╭─ Estratto del documento

Il risultato di una prospettiva di questo tipo, sebbene lo studio sia stato condotto su un numero esiguo di partecipanti, porta secondo gli Autori al generarsi di una “invisibilità sociale”. Di conseguenza, essi ritengono necessario un “esercizio di visibilità”, che permetta una discussione e un confronto sull’omeopatia all’interno della comunità scientifica. Un passaggio fondamentale dovrebbe essere l’aumento della ricerca rigorosa e condotta con una metodologia adeguata nel campo dell’omeopatia, tuttavia questa rimane ad oggi difficile da realizzare a causa di:

una scarsa pratica delle medicine complementari (CAM, Complementary and Alternative Medicines) negli ambienti accademici,
una carenza di finanziamenti adeguati, soprattutto per mancanza di interesse e;
una carenza di cooperazione tra ricercatori biomedici e CAM.

Secondo gli Autori, l’invisibilità delle medicine complementari diviene pregiudicante non solo per la conoscenza scientifica ma anche per i pazienti, i quali potrebbero non optare per questo tipo di cura a causa del rischio di “umiliazione sociale”. Non è giusto affermare che un tipo di terapia sia migliore di un’altra, mentre è importante comprendere come sia giusto fornire la corretta visibilità a tutte le discipline mediche esistenti. Anche l’Organizzazione Mondiale della Sanità si è espressa riguardo le terapie non convenzionali (World Health Organization. Traditional medicine strategy: 2002-2005. Geneva: World Health Organization; 2002).

╰─

### Consegna
Rispondi a queste domande in base al brano sull'omeopatia:
1. Che cosa ritengono necessario gli Autori per avviare una discussione sull'omeopatia nella comunità scientifica?
2. Quali tre motivi rendono oggi difficile aumentare la ricerca rigorosa sull'omeopatia?
3. A causa di quale rischio i pazienti potrebbero non scegliere questo tipo di cura?

╭─ Materiale fornito

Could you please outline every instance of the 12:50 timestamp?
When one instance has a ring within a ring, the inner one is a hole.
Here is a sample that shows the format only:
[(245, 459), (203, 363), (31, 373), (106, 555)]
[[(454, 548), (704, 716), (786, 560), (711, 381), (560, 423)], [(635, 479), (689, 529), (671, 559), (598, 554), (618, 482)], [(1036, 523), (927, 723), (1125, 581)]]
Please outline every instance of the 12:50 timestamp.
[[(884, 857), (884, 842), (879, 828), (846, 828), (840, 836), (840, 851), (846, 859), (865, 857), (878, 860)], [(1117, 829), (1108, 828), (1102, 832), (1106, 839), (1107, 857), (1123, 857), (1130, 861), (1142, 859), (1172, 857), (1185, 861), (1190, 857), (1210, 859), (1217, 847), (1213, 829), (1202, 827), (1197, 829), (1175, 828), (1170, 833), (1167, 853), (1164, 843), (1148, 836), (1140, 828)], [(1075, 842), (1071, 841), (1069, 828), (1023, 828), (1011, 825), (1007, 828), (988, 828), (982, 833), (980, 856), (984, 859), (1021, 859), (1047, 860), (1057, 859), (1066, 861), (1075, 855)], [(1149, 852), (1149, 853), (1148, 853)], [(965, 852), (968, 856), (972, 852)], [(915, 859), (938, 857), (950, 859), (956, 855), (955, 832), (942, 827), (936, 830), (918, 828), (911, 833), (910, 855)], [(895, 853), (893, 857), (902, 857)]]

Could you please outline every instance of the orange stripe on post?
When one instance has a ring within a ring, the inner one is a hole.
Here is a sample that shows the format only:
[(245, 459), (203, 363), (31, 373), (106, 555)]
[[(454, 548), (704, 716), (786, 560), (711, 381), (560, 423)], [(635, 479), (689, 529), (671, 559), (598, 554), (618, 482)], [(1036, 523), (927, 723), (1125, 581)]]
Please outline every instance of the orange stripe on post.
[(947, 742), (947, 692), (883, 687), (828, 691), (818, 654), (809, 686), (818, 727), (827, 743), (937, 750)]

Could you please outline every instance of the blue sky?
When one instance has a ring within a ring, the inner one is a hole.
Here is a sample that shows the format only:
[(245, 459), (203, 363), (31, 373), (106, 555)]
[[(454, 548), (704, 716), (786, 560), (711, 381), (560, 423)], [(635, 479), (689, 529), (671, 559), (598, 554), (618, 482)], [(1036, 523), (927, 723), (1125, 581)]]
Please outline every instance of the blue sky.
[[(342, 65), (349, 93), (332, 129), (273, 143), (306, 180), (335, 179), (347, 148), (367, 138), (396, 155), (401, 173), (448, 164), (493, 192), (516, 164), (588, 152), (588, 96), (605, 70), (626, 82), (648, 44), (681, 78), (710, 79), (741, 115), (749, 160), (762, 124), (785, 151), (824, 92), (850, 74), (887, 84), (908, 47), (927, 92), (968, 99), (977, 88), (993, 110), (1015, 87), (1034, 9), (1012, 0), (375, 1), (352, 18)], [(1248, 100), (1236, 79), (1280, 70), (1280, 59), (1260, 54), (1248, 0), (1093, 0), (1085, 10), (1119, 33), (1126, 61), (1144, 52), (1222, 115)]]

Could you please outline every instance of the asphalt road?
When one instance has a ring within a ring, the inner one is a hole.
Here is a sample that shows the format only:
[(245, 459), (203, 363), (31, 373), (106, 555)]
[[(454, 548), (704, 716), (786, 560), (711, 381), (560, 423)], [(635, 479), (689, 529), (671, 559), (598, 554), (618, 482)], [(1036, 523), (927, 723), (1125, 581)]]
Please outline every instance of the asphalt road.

╰─

### Risposta scritta
1. Un "esercizio di visibilità".
2. La scarsa pratica delle medicine complementari negli ambienti accademici, la carenza di finanziamenti adeguati (soprattutto per mancanza di interesse) e la carenza di cooperazione tra ricercatori biomedici e CAM.
3. Il rischio di "umiliazione sociale".